Problem:
Your answer should repeat the entries in full, exactly as given, with no pictures.

Data for the task:
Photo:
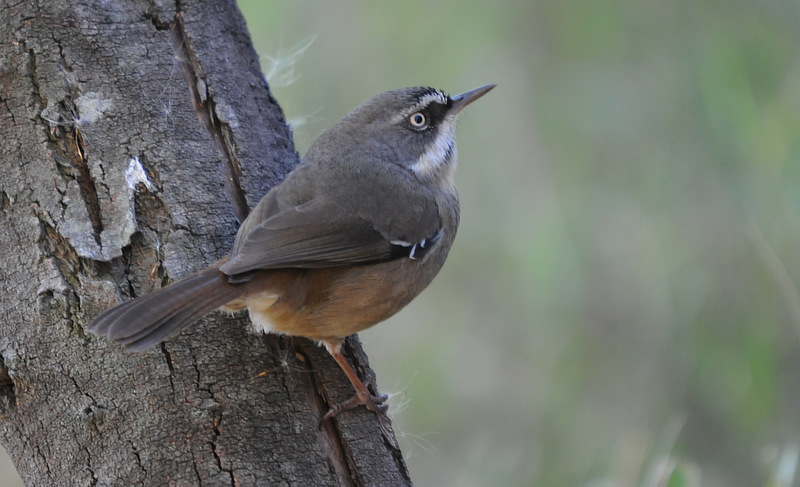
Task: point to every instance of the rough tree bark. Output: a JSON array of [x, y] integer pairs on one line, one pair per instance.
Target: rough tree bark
[[134, 135]]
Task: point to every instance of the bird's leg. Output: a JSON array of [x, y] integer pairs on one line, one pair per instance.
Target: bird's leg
[[363, 396]]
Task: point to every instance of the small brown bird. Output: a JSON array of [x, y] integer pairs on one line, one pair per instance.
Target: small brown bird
[[355, 232]]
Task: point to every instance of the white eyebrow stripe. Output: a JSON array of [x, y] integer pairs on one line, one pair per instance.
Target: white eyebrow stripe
[[424, 101]]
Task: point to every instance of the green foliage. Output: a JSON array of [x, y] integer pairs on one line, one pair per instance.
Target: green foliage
[[629, 246]]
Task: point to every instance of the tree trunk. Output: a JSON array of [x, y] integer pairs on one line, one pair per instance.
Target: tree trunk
[[134, 136]]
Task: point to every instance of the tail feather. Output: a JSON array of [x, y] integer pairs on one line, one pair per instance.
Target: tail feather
[[151, 319]]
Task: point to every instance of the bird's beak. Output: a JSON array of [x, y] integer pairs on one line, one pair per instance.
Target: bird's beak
[[464, 99]]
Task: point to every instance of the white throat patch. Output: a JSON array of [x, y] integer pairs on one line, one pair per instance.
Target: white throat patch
[[441, 152]]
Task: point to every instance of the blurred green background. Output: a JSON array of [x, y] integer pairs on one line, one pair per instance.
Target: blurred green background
[[620, 307]]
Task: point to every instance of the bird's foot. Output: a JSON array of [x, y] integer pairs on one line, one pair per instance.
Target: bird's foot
[[375, 404]]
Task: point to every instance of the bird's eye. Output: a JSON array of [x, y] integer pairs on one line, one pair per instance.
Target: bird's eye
[[418, 120]]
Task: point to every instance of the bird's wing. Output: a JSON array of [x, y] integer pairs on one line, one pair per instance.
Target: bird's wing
[[307, 236]]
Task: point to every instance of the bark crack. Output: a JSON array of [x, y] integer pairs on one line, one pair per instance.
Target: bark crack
[[330, 439], [206, 109]]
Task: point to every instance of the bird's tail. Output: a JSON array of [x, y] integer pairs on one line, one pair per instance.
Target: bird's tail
[[151, 319]]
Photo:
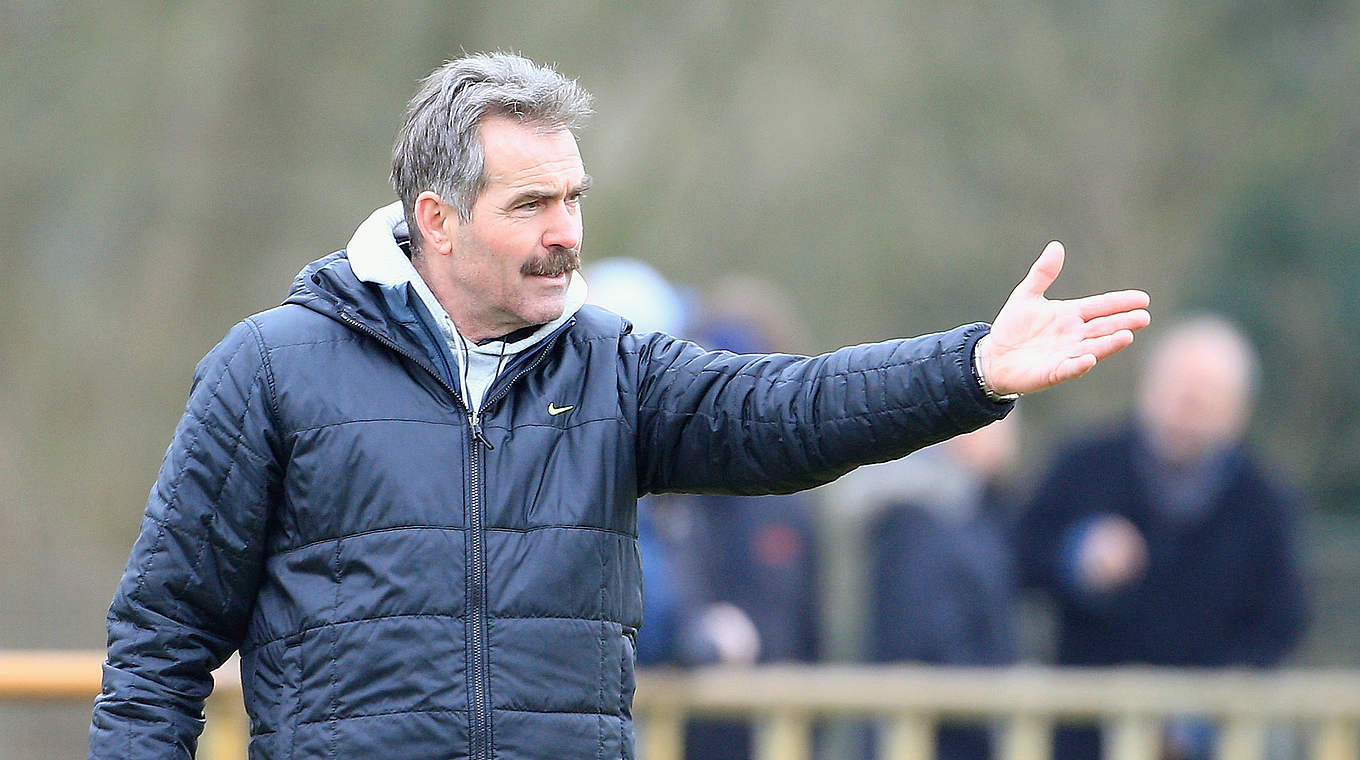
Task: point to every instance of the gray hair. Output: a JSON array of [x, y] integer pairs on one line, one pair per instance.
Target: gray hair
[[439, 143]]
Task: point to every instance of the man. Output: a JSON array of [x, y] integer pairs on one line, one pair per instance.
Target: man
[[1166, 541], [408, 495], [943, 582]]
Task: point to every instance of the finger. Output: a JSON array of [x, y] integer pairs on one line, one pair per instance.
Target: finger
[[1109, 303], [1043, 271], [1107, 346], [1132, 321]]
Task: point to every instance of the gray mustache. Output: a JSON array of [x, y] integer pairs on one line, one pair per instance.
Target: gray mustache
[[554, 263]]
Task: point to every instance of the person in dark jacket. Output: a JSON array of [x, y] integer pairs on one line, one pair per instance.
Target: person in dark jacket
[[1167, 541], [408, 495], [943, 575]]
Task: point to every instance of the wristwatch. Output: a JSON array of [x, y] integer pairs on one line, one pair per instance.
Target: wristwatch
[[985, 386]]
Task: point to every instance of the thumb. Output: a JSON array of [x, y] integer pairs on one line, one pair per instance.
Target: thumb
[[1043, 271]]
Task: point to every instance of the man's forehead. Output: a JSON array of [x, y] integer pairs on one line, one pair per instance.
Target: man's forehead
[[525, 152]]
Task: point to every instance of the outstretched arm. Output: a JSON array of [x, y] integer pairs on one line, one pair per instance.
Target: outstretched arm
[[1037, 343]]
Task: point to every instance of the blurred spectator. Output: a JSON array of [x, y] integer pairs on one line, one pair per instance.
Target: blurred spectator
[[1164, 541], [943, 582], [729, 579]]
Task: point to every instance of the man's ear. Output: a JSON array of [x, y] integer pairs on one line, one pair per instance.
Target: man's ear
[[438, 223]]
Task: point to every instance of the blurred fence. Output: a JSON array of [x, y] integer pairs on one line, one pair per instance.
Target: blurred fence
[[1322, 706]]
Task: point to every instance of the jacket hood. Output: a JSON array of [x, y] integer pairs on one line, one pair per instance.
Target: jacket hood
[[373, 280], [377, 256]]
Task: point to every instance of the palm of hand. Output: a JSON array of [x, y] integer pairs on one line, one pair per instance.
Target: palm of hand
[[1037, 343]]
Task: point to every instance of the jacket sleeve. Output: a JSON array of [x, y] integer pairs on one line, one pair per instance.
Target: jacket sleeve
[[185, 596], [777, 423]]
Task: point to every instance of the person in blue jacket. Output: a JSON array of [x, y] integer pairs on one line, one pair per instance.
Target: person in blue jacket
[[1167, 540], [407, 496]]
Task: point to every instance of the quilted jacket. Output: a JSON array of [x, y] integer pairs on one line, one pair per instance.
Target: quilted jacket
[[403, 586]]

Output of the task:
Photo:
Task: point to every instance of the rough tree bark. Output: a JSON array of [x, y] integer pairs on one line, one pair per instance.
Target: rough tree bark
[[134, 135]]
Task: point to every instance of the bird's leg. Output: a JSON array of [x, y] integer pairs on one line, one pair per instance.
Target: bird's leg
[[363, 396]]
Task: point to every instance of the small brown bird. Output: a JSON array of [x, y] integer pairs on one line, one pair per instance.
Target: small brown bird
[[355, 232]]
Task: point to every instance of the white eyebrow stripe. Output: a JSON array of [x, y] integer pairs on one line, one pair per instance.
Target: white eyebrow stripe
[[424, 101]]
Task: point to every instance of the green foliage. Output: a JSON array of [x, y] integer pairs on one line, one pair per instance.
Target: green foliage
[[629, 246]]
Task: point to every instance of the tree trunk. Output: a JSON array of [x, y] integer pairs on one line, one pair per instance.
Target: tree trunk
[[134, 136]]
Task: point to every instance of the tail feather. Output: a JSON array of [x, y] integer pairs on one line, one pair per instance.
Target: tail feather
[[151, 319]]
Task: point to every instance of the bird's beak. Output: a JSON array of [x, y] integer pairs on one line, one pair per instance.
Target: bird's beak
[[464, 99]]
Task: point to every instance of the white throat patch. Output: a JSON array of [x, y] integer pairs on one line, one pair per instance.
Target: white throat patch
[[441, 152]]
Task: point to every instance of the blurred green background. Output: a JSON array of [x, y] integer pairs on one line, one pair per instance.
Target: blurred green background
[[620, 307]]
Task: point to every instance of the bird's foot. Output: a JSON array of [x, y] integer pairs on one line, one pair per instance.
Target: bird's foot
[[375, 404]]
Task: point to every instance of the bird's eye. Output: a JSON array of [x, y] integer pairs on one line, one pair per instance.
Target: bird's eye
[[418, 120]]
Task: point to every instance of the bird's wing. Output: a JSON array of [x, y] integer pairs on one line, one pair per instance.
Target: bird's wing
[[307, 236]]
Task: point to every instance of the bark crack. Output: a JSON array of [x, y] integer pairs on one line, one pair per instance.
Target: bark crack
[[330, 439], [206, 109]]
Task: point to every instance of the bird's tail. Output: a JSON array of [x, y] integer pairs on one line, one pair per instance.
Target: bird's tail
[[151, 319]]
Photo:
Task: point to every instance of the gray hair. Output: a JSON array of [x, y] integer pairs on one line, one pair per instance.
Target: gray hair
[[439, 143]]
Task: point to every instance of the man. Output: a JSON array of [x, y] integer pairs on one line, one pair per instance.
Target: man
[[1166, 541], [408, 495], [943, 582]]
Task: point to every instance of the finger. Output: a JSON array of [x, y] integer pairs on one line, one pair per instance.
Target: finger
[[1109, 303], [1043, 271], [1107, 346], [1132, 321]]
Task: point to every instance of the gray mustache. Output: a JSON array of [x, y] integer pairs on one line, one pair per instance.
Target: gray mustache
[[554, 263]]
Task: point to every instance of the person in dark jacket. Output: a JSON array of [x, y] integer pairs on one line, one pair per instance.
Target: person in dark jacket
[[1167, 541], [408, 495], [943, 575]]
Task: point to every instance of the wristwatch. Output: a JSON array of [x, y] integer pairs on one line, one pair per instance.
Target: wristwatch
[[985, 386]]
Task: point to every instance of the thumb. Output: a JSON array of [x, y] integer pairs on one line, one pair per instance.
Target: thumb
[[1043, 271]]
Task: point to every instance of the man's forehead. Output: a JSON array of [x, y] integer pairs on one line, one pair per instance.
Target: man's forehead
[[525, 152]]
Task: point to every instance of the outstretched arm. Output: a JSON array of [x, y] integer pairs on one line, one pair per instance.
Target: outstretched arm
[[1037, 343]]
Task: point to every instance of the blurred spectator. Output: a JSON array of [x, y] integer pairs on one line, one pair per instance.
Target: blurred spectator
[[1164, 541], [943, 582], [729, 579]]
Task: point to every instance of the man's ear. Output: a JSON array of [x, y] integer pairs on one line, one pair per instance.
Target: man's ear
[[438, 223]]
Task: point to every instance of the blurred fence. Output: a JSON array of [x, y] integer pairs on one line, one pair per instance.
Target: blurred fence
[[1322, 706]]
Task: point to every instance of the jacket hood. Output: a JSON array of [x, y] integer pairs on one line, one pair per instance.
Target: jacket hood
[[373, 280], [377, 256]]
Task: point to every instance of the palm of hand. Output: a JSON array of [x, y] integer pairs on one line, one pair per instance.
Target: palm of hand
[[1037, 343]]
Task: point to every instance of the jacket sleeve. Output: a JSON array of [x, y] integer pairs on one line, one pair per instance.
Target: jacket sleeve
[[185, 596], [777, 423]]
Task: point to every instance of the person in blue jacket. Output: a JSON array of [x, y] integer pairs on one line, one pair per instance.
Target: person in blue jacket
[[1167, 540], [407, 496]]
Task: point to every instance of the quilted jacket. Output: a JSON array of [x, y] integer pairs on one line, one pair per instance.
Target: quilted jacket
[[403, 586]]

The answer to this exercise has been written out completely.